* Task brief *
Scale the data from the line containing "# point at: front wheel (one per instance)" down to the end by writing those lines out again and multiplying every point coordinate by 0.5, rounding to whole numbers with halves going up. Keep the request lines unchanged and give nothing outside that span.

* Records supplied *
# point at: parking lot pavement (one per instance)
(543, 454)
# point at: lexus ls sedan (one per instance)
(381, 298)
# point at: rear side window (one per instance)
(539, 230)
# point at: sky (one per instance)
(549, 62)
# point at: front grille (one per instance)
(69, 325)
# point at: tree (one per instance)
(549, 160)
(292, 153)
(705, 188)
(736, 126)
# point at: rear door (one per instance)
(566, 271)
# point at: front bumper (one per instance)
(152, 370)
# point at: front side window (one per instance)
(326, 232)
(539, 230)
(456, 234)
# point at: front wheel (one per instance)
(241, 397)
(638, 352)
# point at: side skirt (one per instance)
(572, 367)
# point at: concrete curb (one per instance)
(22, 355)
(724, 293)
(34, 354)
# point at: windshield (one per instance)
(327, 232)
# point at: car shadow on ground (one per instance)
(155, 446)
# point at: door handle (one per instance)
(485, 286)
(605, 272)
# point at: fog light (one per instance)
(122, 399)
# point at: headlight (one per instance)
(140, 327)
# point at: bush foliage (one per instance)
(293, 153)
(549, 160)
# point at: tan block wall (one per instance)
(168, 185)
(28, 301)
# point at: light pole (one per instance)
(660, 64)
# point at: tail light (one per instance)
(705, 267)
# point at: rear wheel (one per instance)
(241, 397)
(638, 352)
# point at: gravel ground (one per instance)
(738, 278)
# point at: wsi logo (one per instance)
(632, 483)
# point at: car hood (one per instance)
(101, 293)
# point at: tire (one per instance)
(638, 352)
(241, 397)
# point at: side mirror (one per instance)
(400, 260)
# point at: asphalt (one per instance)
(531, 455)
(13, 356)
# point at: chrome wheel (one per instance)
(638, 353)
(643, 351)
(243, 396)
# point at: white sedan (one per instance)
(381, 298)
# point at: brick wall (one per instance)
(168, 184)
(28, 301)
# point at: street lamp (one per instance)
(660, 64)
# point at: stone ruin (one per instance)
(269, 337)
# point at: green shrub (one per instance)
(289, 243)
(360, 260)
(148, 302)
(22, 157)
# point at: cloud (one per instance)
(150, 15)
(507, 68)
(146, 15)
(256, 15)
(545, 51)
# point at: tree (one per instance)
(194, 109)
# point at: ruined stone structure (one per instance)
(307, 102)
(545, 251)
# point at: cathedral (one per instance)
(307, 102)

* Response to this exercise *
# point at: front wheel (one per instance)
(121, 199)
(319, 176)
# point at: side skirt (one per instance)
(286, 184)
# point at: concrete curb (one per instance)
(11, 178)
(362, 147)
(17, 177)
# point at: windshield (one per instance)
(164, 116)
# point at: car shadow on ground (one per instance)
(78, 223)
# point at: door handle (one per instance)
(243, 143)
(303, 136)
# point at: fog light (one per instance)
(61, 200)
# point at: headlight (one per instance)
(70, 164)
# point at: bush foliage (one per instance)
(147, 77)
(275, 80)
# point at: tan block wall (one per instance)
(84, 93)
(14, 151)
# point at: light pole (one per instance)
(330, 32)
# point at: tail light (one per instance)
(353, 134)
# point at: rear wheel (one per instance)
(121, 199)
(319, 176)
# point at: gravel ground (one per instance)
(369, 139)
# point at: wsi logo (one per instance)
(316, 242)
# point at: car hood (one per instance)
(51, 147)
# point at: tire (one per instance)
(319, 176)
(121, 199)
# point at: side mirror (one per instance)
(200, 130)
# point at: asphalt (one per instance)
(266, 228)
(7, 178)
# point at: chrome wheel (one per instance)
(319, 177)
(322, 176)
(122, 198)
# point at: white sedan (one per instance)
(191, 149)
# point at: brick wall (one per instance)
(84, 92)
(14, 151)
# point at: street lamp (one per instance)
(330, 32)
# point at: stone ruin (one per instance)
(135, 169)
# point at: green shrub (one per instance)
(145, 122)
(180, 130)
(74, 151)
(11, 79)
# point at: cloud (one per instance)
(75, 8)
(254, 34)
(73, 8)
(128, 8)
(273, 26)
# point at: tree (one per instance)
(97, 55)
# point at: ruined stone structure (one per instance)
(154, 51)
(273, 126)
# point at: cathedral (one per instance)
(154, 51)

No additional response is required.